§ EXCERPT:
:::::

# Thread: Solving Y in terms of X

1. ## Solving Y in terms of X

i'm having some trouble remembering how to solve this in terms of x.
$\displaystyle y=(e^x-e^-^x)/2$

This is what i was thinking, but, i'm not sure if it is right or not.
$\displaystyle x=(e^y-e^-^x)/2$
$\displaystyle 2x=(e^y-e^y)$
$\displaystyle log(2x)=2y*log(e)$
$\displaystyle log(2x)/(2*log(e))=y$

$\displaystyle y=log(2x)/(2*log(e))$
I feel like this is not the right answer though :/

2. Originally Posted by fenderic
i'm having some trouble remembering how to solve this in terms of x.
$\displaystyle y=(e^x-e^-^x)/2$

This is what i was thinking, but, i'm not sure if it is right or not.

:::::

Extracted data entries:
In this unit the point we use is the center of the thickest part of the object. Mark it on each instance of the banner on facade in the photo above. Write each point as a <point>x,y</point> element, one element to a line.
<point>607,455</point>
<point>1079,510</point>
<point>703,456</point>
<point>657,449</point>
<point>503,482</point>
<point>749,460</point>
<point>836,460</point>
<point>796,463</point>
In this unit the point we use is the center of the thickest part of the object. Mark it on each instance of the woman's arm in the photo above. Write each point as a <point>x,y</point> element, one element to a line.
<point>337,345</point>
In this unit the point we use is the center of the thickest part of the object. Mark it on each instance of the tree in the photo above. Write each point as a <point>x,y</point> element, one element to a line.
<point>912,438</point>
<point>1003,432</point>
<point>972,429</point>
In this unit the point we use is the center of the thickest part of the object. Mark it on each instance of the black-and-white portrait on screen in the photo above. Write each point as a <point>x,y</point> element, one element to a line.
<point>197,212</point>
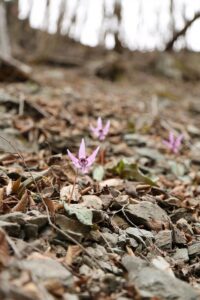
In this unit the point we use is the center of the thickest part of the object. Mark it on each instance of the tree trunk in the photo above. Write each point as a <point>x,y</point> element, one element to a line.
<point>182,32</point>
<point>5,49</point>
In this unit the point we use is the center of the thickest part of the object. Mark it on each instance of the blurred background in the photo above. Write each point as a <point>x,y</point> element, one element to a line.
<point>64,32</point>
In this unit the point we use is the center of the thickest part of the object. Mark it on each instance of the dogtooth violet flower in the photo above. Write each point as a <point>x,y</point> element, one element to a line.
<point>173,143</point>
<point>100,132</point>
<point>83,162</point>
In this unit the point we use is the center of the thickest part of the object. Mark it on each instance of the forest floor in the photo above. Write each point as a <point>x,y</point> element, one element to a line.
<point>132,228</point>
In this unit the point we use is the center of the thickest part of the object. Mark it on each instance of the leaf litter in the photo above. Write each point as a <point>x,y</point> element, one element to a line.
<point>131,228</point>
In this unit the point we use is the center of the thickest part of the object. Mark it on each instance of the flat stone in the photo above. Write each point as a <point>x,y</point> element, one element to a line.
<point>15,217</point>
<point>164,239</point>
<point>41,221</point>
<point>31,231</point>
<point>179,237</point>
<point>111,238</point>
<point>45,269</point>
<point>155,283</point>
<point>181,255</point>
<point>148,214</point>
<point>12,229</point>
<point>139,233</point>
<point>194,249</point>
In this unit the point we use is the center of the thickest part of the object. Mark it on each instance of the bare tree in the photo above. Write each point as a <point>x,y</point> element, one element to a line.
<point>5,49</point>
<point>181,32</point>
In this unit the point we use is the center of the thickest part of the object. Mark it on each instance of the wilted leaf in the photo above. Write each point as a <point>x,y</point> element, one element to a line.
<point>83,214</point>
<point>177,168</point>
<point>131,171</point>
<point>72,252</point>
<point>22,204</point>
<point>98,173</point>
<point>4,249</point>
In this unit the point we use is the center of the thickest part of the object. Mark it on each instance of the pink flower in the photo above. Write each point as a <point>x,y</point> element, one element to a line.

:::::

§ WRITTEN TASKS:
a – In the forum thread, whose post is quoted in the second entry?
b – From the records, extract everything from the line containing "of the flat" down to the line containing "<point>111,238</point>", including both of those lines.

§ SOLUTIONS IN ORDER:
a – fenderic's

b –
In this unit the point we use is the center of the thickest part of the object. Mark it on each instance of the flat stone in the photo above. Write each point as a <point>x,y</point> element, one element to a line.
<point>15,217</point>
<point>164,239</point>
<point>41,221</point>
<point>31,231</point>
<point>179,237</point>
<point>111,238</point>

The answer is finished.